結論 本件審判の請求は、成り立たない。 審判費用は、請求人の負担とする。
理由 第1 本件商標
本件登録第4832063号商標(以下「本件商標」という。)は、別掲のとおりの構成よりなり、平成16年7月12日に登録出願、第25類「被服、ガーター、靴下止め、ズボンつり、バンド、ベルト、履物、仮装用衣服、運動用特殊衣服、運動用特殊靴」を指定商品として、同年12月6日に登録査定、同17年1月14日に設定登録されたものである。

第2 請求人の主張
請求人は、本件商標の指定商品中「セーター類、ワイシャツ類、寝巻き類、下着、水泳着、水泳帽」についての登録を無効とする、審判費用は被請求人の負担とする、との審決を求め、その理由及び答弁に対する弁駁を要旨次のように述べ、証拠方法として、甲第1号証ないし甲第93号証(枝番を含む。なお、平成18年11月30日付けの回答書に添付の甲第1号証ないし甲第84号証は、甲第1号証を甲第10号証とし、その後も同様に順送りの番号とした。)を提出した。

========

» 課題 A: 記録から「door」という語を含む行だけを抜き出し、すべて書き写すこと。
本文と記録のあいだに関係はない。

[収集データ]
========

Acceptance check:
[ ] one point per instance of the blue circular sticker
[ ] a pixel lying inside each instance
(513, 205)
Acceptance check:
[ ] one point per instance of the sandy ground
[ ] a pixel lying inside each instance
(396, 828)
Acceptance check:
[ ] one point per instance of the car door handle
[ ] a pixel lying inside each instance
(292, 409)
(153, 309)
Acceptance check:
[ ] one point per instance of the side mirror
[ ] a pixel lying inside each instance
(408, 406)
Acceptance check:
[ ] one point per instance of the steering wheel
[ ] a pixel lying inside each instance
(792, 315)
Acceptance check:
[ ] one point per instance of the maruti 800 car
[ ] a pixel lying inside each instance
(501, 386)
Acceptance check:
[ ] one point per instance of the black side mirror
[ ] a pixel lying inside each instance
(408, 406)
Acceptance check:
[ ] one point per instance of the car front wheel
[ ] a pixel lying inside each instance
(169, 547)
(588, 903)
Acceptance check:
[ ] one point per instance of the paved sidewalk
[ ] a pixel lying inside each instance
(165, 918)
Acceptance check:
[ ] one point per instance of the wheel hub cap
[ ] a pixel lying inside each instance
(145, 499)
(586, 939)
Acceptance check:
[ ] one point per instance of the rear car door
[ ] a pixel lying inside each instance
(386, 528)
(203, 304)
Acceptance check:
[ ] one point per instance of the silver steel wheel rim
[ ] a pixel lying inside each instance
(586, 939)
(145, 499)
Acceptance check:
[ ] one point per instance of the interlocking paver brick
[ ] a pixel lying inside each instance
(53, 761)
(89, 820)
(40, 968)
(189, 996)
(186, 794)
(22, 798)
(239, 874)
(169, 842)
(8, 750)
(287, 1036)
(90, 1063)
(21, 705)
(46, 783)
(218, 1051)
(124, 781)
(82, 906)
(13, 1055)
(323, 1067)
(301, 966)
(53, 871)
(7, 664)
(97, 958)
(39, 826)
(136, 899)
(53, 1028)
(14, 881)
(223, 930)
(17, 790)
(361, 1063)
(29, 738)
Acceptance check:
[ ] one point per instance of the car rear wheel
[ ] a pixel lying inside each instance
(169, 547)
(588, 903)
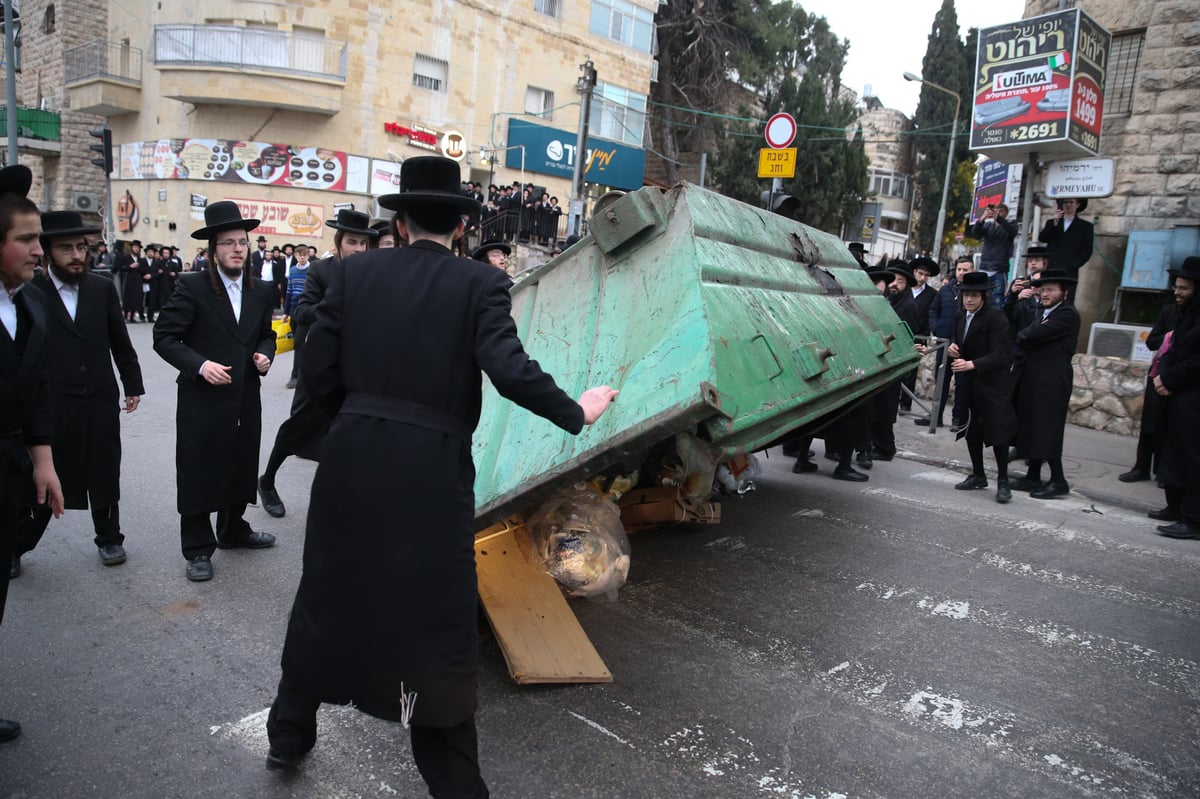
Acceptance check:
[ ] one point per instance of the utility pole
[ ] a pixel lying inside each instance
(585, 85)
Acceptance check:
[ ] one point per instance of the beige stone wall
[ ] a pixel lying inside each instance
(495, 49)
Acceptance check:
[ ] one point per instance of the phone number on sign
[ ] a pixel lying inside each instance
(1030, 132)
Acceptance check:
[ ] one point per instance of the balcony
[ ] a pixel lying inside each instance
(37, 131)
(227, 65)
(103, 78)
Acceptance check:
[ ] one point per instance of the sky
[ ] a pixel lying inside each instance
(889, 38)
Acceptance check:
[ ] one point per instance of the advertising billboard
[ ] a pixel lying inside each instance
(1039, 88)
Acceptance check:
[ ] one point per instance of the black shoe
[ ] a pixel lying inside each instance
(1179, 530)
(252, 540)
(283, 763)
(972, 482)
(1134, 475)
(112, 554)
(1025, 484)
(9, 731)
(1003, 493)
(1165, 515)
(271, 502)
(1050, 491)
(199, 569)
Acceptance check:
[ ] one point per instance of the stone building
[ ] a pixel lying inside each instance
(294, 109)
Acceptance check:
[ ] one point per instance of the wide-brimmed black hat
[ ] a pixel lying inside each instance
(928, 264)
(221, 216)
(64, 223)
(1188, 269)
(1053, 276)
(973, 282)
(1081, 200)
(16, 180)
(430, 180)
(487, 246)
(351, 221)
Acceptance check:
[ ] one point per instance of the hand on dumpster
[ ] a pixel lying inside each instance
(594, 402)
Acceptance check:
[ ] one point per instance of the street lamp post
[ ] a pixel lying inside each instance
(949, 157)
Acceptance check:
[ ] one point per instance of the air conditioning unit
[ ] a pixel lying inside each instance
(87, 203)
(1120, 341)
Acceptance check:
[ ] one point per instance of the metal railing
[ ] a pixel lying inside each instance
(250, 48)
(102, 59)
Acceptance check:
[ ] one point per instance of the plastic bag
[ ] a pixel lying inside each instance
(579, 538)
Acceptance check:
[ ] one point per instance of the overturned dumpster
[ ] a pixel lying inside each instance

========

» 課題 B: 審判請求を扱った本文を、最後の文の後から書き継いでください。

» 回答 A:
[ ] one point per instance of the car door handle
[ ] one point per instance of the rear car door

» 回答 B:
なお、請求人は、当初、本件審判請求書の「請求の趣旨」において、本件商標の指定商品中「セーター類、ワイシャツ類、寝巻き類、下着、水泳着、水泳帽及びこれらの類似商品」についての登録を無効とする、審判費用は被請求人の負担とするとの審決を求めていたが、その登録を無効とすべき指定商品中「これらの類似商品」の部分を客観的で明確な表示にするよう平成20年7月22日付け審尋を発したところ、同年7月31日付け手続補正書により、「請求の趣旨」に記載した登録を無効とすべき指定商品中から「及びこれらの類似商品」の部分を削除する補正をした。
1 請求の理由
本件商標は、請求人の業務にかかる商品を表示するものとして需要者の間に広く認識されている商標「CHOOP」(以下「引用商標」という。)に類似する商標であって、その商品であるワイシャツ類、寝巻き類、その他これらに類似する商品について使用するものであって、商標法第4条第1項第10号に該当するにも拘らず登録されたものであるから、商標法第46条第1項に基づき一部無効とされるべきものである。
すなわち、本件商標の「Shoop」の英文字を含む登録第4558874号商標(以下「関連商標」という。)は、平成14年4月12日に登録されたものであったが(甲第3号証)、関連商標について、請求人は平成16年3月18日に商標登録一部無効審判の請求をした。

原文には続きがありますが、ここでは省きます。